TASKS AND EXERCISES:
(1) In the review of Robert Reich's book below, why is the book equally accessible to political economists and to readers with no background in the field? Answer in one to three sentences.
(2) Decide whether each statement agrees with the review of Robert Reich's book below: (a) Reich's documentary "Inequality for All" came out in 2013. (b) The book's first section is titled "The Free Market." (c) The review describes Reich's tone as alarmist. For each, give yes or no along with the words from the review that settle it, quoted exactly.
(3) Resume the review of Robert Reich's book below, starting after its final sentence.

____ EXCERPT TO READ

Former Labor Secretary Robert Reich heads to Santa Monica to discuss his compelling new book

By Bliss Bowen

Reich-Book-Cover“What do you think?”

That’s typically how former Labor Secretary Robert Reich signs off his blogs and Facebook posts, in which he offers facts, figures, media links and commentary on issues of the day, and through which he continually encourages citizen involvement. Actually, he insists on citizen involvement, describing it as the only meaningful redress to the “new gilded age of wealth and power” in which most working Americans are struggling to make ends meet.

Reich’s new book, “Saving Capitalism: For the Many, Not the Few,” is an engrossing treatise addressing prevailing economic inequality, which he perceives as an assault on not just our economic system but also on America’s democratic principles and governance. It continues the discussion animating Reich’s 2013 documentary “Inequality for All,” including his contention that the civic cost of noninvolvement could not be higher. What is needed, he argues, is for citizens to honestly recognize “where their interests lie.”

Thus, the book is Reich’s effort to empower readers with concise information and history. The UC Berkeley public policy professor unravels complexly knotted issues and presents individual strands in clear, comprehensible terms, thus making the book equally accessible to political economists and those who think Hobbes is a cartoon character or confuse John Maynard Keynes with that guy who wrote the national anthem. He is calmly articulate, not alarmist; yet a sense of urgency pulses through his unambiguous prose.

“In 2008, the debt bubble burst, just as a similar bubble had burst in 1929. It is not coincidental that 1928 and 2007 marked the two peaks of income concentration in America over the last hundred years, in which the richest 1% raked in more than 23% of total income. The economy cannot function without the purchasing power of a large and growing middle class.”

Chapters in the extensively footnoted book’s first section, “The Free Market,” are organized around “the building blocks of capitalism”: property, monopoly, contracts, bankruptcy and enforcement. At times it reads like a high-quality textbook, but it’s informative and necessary to ground Reich’s dissection of the false (and politically popular) conflict between the government and the so-called “free market” — a misnomer if ever there was one, as he explains in sometimes exasperated detail.

________
____ DATA

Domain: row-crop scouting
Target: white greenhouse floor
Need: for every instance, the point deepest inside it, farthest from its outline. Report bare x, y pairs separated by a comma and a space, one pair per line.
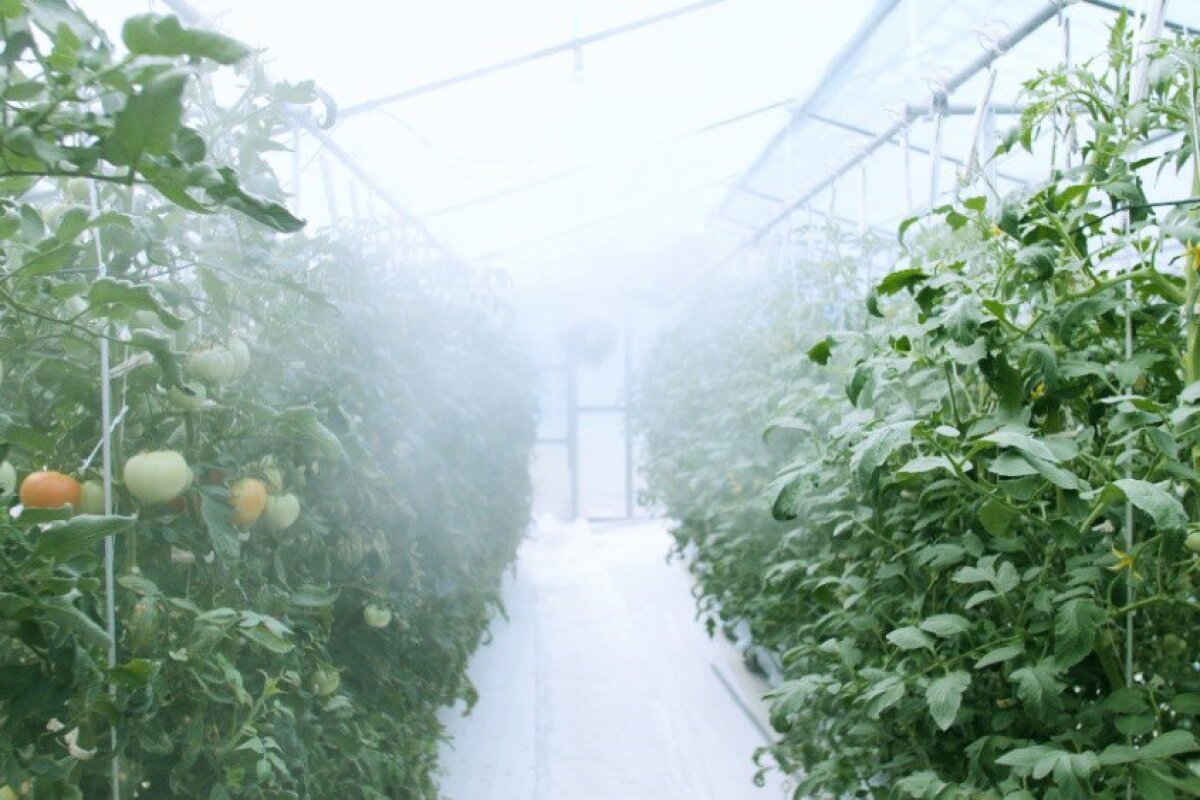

________

RESPONSES FOR EACH TASK:
(1) The book is accessible to both groups because Reich unravels complexly knotted issues and presents the individual strands in clear, comprehensible terms.

(2)
(a) Yes: "Reich’s 2013 documentary “Inequality for All,”"
(b) Yes: "first section, “The Free Market,”"
(c) No: "He is calmly articulate, not alarmist"

(3)
“This debate,” he writes, “hides a larger reality: the necessary role of government in designing, organizing and enforcing the market to begin with. It therefore obscures the myriad choices facing legislators, administrators and judges in carrying out this basic task.”

Capitalism, he takes pains to emphasize, is an economic engine, not a governmental system; one that, like democracy, requires maintenance of basic checks and balances to serve the broader populace. In the book’s second section, “Work and Worth,” he debunks the “meritocratic myth” that people are paid what they are “worth,” demonstrating how CEOs are not worth their enormous (and taxpayer-subsidized) exit packages.

The third section concerns “Countervailing Power”: unions, grassroots organizations (e.g., the American Legion), farm cooperatives, small retailers, and local and regional banks that collectively balanced corporate power in decades past. Reich explains how countervailing power has been eroded, making abundant references to court cases, Wall Street practices, cronyism and disturbing statistics about low voter turnout and high-dollar political campaign contributions. He also ponders a future “When Robots Take Over” (one of the most thought-provoking chapters), and considers the economic and social consequences when creators of blockbuster technology platforms with hundreds of millions of customers served by just dozens of employees are sold for colossal sums.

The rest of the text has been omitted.